#### The problem:
Exactly reproduce each entry, leaving out nothing.

A run of records:
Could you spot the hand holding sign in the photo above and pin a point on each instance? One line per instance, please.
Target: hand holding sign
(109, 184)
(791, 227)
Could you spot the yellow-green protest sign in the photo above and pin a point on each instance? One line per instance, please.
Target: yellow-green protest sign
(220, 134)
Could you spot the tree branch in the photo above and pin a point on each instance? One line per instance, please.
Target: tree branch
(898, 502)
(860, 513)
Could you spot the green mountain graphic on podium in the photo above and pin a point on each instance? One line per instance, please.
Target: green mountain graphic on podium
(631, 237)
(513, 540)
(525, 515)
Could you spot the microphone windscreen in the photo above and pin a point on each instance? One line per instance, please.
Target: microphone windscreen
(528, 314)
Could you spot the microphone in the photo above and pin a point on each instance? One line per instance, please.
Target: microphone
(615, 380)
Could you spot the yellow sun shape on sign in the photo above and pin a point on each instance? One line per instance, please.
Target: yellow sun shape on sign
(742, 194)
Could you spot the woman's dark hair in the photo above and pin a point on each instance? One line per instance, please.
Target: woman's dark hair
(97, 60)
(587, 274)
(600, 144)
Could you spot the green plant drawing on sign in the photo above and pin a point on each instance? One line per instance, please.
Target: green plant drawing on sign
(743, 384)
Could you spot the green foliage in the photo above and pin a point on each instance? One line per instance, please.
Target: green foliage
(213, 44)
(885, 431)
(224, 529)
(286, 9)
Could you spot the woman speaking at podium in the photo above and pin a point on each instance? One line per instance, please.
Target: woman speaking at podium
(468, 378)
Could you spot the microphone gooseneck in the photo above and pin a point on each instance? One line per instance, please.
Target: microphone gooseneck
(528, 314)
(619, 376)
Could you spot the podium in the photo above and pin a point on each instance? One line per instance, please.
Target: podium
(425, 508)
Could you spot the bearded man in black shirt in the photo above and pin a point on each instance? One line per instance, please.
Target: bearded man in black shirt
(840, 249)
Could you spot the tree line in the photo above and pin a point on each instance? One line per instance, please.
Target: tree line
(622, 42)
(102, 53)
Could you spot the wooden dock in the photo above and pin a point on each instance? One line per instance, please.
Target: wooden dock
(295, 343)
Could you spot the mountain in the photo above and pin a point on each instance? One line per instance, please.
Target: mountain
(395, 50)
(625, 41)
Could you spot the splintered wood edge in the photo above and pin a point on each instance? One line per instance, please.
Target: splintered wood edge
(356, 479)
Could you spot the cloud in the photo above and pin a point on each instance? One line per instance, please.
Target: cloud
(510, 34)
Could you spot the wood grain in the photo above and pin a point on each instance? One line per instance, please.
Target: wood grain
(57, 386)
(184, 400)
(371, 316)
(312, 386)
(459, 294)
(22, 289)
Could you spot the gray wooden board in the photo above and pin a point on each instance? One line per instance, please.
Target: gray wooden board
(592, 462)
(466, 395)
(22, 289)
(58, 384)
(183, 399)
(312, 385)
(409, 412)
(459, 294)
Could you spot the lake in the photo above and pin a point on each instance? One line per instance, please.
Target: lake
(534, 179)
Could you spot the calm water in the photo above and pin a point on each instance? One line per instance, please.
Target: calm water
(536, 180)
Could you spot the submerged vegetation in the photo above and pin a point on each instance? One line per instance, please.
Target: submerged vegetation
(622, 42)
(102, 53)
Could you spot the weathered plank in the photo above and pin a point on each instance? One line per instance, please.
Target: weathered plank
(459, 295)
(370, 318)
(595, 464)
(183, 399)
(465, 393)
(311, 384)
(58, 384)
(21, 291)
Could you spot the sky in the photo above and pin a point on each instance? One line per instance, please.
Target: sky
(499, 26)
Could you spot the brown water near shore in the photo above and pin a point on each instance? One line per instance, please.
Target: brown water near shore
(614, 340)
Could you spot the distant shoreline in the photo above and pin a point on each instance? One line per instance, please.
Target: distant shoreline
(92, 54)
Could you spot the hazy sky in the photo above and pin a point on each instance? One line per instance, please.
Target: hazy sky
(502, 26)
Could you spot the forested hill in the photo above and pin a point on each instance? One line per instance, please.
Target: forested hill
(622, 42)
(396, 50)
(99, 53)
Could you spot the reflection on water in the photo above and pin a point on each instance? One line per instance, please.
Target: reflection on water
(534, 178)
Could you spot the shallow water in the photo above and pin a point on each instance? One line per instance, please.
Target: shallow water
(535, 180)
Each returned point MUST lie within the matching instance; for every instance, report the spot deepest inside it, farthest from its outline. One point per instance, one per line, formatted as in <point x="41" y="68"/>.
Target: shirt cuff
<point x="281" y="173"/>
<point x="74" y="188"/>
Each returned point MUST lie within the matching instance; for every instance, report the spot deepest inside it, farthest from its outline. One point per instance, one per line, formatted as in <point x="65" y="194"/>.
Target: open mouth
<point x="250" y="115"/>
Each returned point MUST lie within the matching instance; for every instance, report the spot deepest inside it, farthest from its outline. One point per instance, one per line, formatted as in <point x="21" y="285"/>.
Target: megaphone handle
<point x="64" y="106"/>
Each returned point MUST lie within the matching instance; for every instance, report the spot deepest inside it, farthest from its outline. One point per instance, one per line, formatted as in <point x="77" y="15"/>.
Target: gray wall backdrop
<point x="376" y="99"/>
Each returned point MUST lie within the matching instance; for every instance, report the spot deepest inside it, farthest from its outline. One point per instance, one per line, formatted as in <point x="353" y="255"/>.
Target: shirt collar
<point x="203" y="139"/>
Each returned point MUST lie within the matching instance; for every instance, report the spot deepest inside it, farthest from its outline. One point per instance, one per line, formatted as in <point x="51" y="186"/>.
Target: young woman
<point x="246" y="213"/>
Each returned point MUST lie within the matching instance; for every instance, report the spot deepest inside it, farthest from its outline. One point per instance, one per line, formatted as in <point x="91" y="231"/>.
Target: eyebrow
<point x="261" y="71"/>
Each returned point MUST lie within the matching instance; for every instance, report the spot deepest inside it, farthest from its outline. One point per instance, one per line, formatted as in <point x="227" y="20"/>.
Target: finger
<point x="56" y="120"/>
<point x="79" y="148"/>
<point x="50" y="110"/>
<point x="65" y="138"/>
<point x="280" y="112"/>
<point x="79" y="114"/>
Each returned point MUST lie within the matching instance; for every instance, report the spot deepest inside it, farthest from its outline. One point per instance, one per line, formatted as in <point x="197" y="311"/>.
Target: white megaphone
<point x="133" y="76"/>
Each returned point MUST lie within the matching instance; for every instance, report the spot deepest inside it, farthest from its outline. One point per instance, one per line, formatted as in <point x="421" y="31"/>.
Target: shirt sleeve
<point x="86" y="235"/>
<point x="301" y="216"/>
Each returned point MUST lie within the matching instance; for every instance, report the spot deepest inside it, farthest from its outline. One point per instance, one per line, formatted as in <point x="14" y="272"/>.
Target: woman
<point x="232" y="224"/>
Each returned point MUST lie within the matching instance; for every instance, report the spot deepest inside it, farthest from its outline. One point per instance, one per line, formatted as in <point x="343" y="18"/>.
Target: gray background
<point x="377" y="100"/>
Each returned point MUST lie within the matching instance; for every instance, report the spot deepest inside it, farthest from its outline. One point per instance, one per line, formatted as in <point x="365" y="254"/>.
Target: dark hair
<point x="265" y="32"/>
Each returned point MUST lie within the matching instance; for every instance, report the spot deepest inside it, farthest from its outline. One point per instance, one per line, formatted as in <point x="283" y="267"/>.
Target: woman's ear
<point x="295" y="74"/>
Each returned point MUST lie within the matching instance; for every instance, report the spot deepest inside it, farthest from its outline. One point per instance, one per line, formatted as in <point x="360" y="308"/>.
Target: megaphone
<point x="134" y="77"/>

#### Exercise solution:
Could you spot the hand holding sign in the photo above and pin a point on each instance? One line per instance, please.
Target: hand holding sign
(109, 184)
(791, 227)
Could you spot the yellow-green protest sign in the photo above and pin a point on each instance? One line per instance, please.
Target: yellow-green protest sign
(220, 134)
Could you spot the tree branch in the photo above and pin a point on each instance? One line per instance, please.
Target: tree branch
(898, 502)
(860, 513)
Could you spot the green mountain graphic on podium in the photo above and pin a point on each instance? One line per instance, please.
Target: green mountain graphic on podium
(631, 237)
(513, 540)
(525, 515)
Could you spot the microphone windscreen in the photo above and pin a point on each instance? One line per instance, please.
Target: microphone windscreen
(528, 314)
Could you spot the microphone in the photo above and pin a point on each instance? One line per instance, please.
Target: microphone
(615, 380)
Could you spot the yellow sun shape on sign in the photo above and pin a point on each instance? One line per instance, please.
Target: yellow sun shape on sign
(742, 194)
Could you spot the woman's dark hair in the photo above and pin a point on each instance? One line per instance, please.
Target: woman's dark hair
(97, 60)
(587, 274)
(600, 144)
Could you spot the green plant drawing on sign in the photo above and pin a point on each instance? One line per instance, please.
Target: green plant drawing on sign
(743, 384)
Could you spot the green foliage in the photo above and pin a point on each instance? One line per instance, please.
Target: green foliage
(213, 44)
(885, 431)
(224, 529)
(286, 9)
Could you spot the woman speaking at podium in the photo above and pin a point on each instance? One line per instance, please.
Target: woman speaking at podium
(468, 378)
Could you spot the microphone gooseneck in the photo above and pin a point on each instance? One line per instance, please.
Target: microphone gooseneck
(528, 314)
(619, 376)
Could you spot the podium in the photo above and pin a point on each instance? One line per instance, please.
Target: podium
(425, 508)
Could you spot the bearded man in black shirt in the photo above and pin a point on each instance? One line per instance, please.
Target: bearded man in black shirt
(840, 249)
Could you spot the tree line in the photo above and pin a point on each instance? One line per instance, please.
Target: tree line
(622, 42)
(102, 53)
Could you spot the wooden dock in the photo above and pin a point on each instance? One line per instance, please.
Target: wooden dock
(295, 343)
Could you spot the mountain in the photo above and pin a point on each instance? One line per instance, please.
Target: mountain
(395, 50)
(625, 41)
Could you spot the splintered wood edge in the photo above and pin a point on each instance? One line per instance, please.
Target: splintered wood edge
(356, 479)
Could you spot the cloud in the photo above and pin a point on each instance? One line per instance, please.
Target: cloud
(510, 34)
Could you spot the wood grain in the photo above and pin a point on each instance? One line per instance, please.
Target: wood grain
(57, 386)
(184, 400)
(371, 316)
(312, 386)
(459, 294)
(22, 289)
Could you spot the gray wooden board in the photo above and pin a point on each instance? One line per instance, please.
Target: gray wooden board
(592, 462)
(466, 395)
(22, 289)
(58, 384)
(183, 399)
(312, 385)
(409, 412)
(459, 294)
Could you spot the lake in the photo above and pin a point on each instance? One line per instance, please.
Target: lake
(534, 179)
Could you spot the calm water in the photo above and pin a point on each instance? One line per instance, please.
Target: calm water
(536, 180)
Could you spot the submerged vegetation in the photo above and pin a point on each instance? One line per instance, please.
Target: submerged vegetation
(622, 42)
(102, 53)
Could you spot the weathered plank in the photo above and pin a point on each instance? One line per instance, please.
Target: weathered plank
(459, 295)
(370, 318)
(595, 464)
(183, 399)
(465, 393)
(311, 384)
(58, 384)
(21, 291)
Could you spot the sky in the photo above and pin a point on each instance? One line per instance, please.
Target: sky
(499, 26)
Could you spot the brown water near shore in the photo above and pin a point on each instance? One line per instance, please.
Target: brown water near shore
(614, 340)
Could you spot the distant shoreline in the photo above and pin a point on each instance? One line per instance, please.
Target: distant shoreline
(92, 54)
Could you spot the hazy sky in the photo above and pin a point on each instance? One line per instance, please.
Target: hazy sky
(502, 26)
Could you spot the forested hill in the photo above and pin a point on each instance? One line per instance, please.
Target: forested hill
(622, 42)
(396, 50)
(99, 53)
Could you spot the reflection on water in the photo above and pin a point on each instance? One line per instance, please.
Target: reflection on water
(534, 178)
Could you spot the shallow water in the photo above and pin a point on each instance? One line per instance, please.
Target: shallow water
(535, 180)
Each returned point MUST lie within the matching instance; for every instance, report the spot deepest inside it, farthest from its outline. One point per instance, one per line, formatted as in <point x="41" y="68"/>.
Target: shirt cuff
<point x="281" y="173"/>
<point x="74" y="188"/>
Each returned point MUST lie within the matching instance; for every instance, report the spot deepest inside it, farthest from its outline. One point per instance, one per line, formatted as in <point x="65" y="194"/>.
Target: open mouth
<point x="250" y="115"/>
Each returned point MUST lie within the matching instance; for every instance, report the spot deepest inside it, farthest from its outline. One point per instance, one per line, formatted as in <point x="21" y="285"/>.
Target: megaphone handle
<point x="64" y="106"/>
Each returned point MUST lie within the matching instance; for every instance, report the spot deepest inside it, farthest from its outline. One point per instance, one per line, formatted as in <point x="77" y="15"/>.
Target: gray wall backdrop
<point x="376" y="99"/>
Each returned point MUST lie within the matching instance; for every instance, report the spot deepest inside it, farthest from its outline. One point per instance, one per line, formatted as in <point x="353" y="255"/>.
Target: shirt collar
<point x="203" y="139"/>
Each returned point MUST lie within the matching instance; for every instance, report the spot deepest inside it, farthest from its outline. One point per instance, one per line, formatted as in <point x="51" y="186"/>.
Target: young woman
<point x="246" y="213"/>
Each returned point MUST lie within the matching instance; for every instance, report the spot deepest inside it, farthest from its outline. One point per instance, one per line, formatted as in <point x="91" y="231"/>.
Target: eyebrow
<point x="261" y="71"/>
Each returned point MUST lie within the matching instance; for every instance, report the spot deepest inside it, farthest from its outline. One point per instance, one per line, formatted as in <point x="227" y="20"/>.
Target: finger
<point x="56" y="120"/>
<point x="79" y="148"/>
<point x="50" y="110"/>
<point x="65" y="138"/>
<point x="280" y="112"/>
<point x="79" y="114"/>
Each returned point MUST lie within the matching instance; for every instance, report the spot deepest inside it, farthest from its outline. One point per instance, one per line, formatted as in <point x="197" y="311"/>.
Target: white megaphone
<point x="133" y="76"/>
Each returned point MUST lie within the matching instance; for every instance, report the spot deepest inside it, farthest from its outline. One point per instance, one per line, formatted as in <point x="421" y="31"/>.
Target: shirt sleeve
<point x="86" y="235"/>
<point x="301" y="216"/>
Each returned point MUST lie within the matching instance; for every instance, report the spot deepest inside it, farthest from its outline. One point per instance, one per line, formatted as in <point x="14" y="272"/>.
Target: woman
<point x="232" y="224"/>
Each returned point MUST lie within the matching instance; for every instance, report the spot deepest inside it, farthest from its outline. One point per instance, one per line, formatted as in <point x="343" y="18"/>.
Target: gray background
<point x="377" y="100"/>
Each returned point MUST lie within the matching instance; for every instance, report the spot deepest inside it, farthest from its outline. One point per instance, one per line, formatted as in <point x="365" y="254"/>.
Target: dark hair
<point x="265" y="32"/>
Each returned point MUST lie within the matching instance; for every instance, report the spot deepest inside it, farthest from its outline. One point per instance, one per line, formatted as in <point x="283" y="267"/>.
Target: woman's ear
<point x="295" y="74"/>
Each returned point MUST lie within the matching instance; for every instance, report the spot deepest inside it, farthest from its outline. One point per instance, one per line, formatted as in <point x="360" y="308"/>.
Target: megaphone
<point x="134" y="77"/>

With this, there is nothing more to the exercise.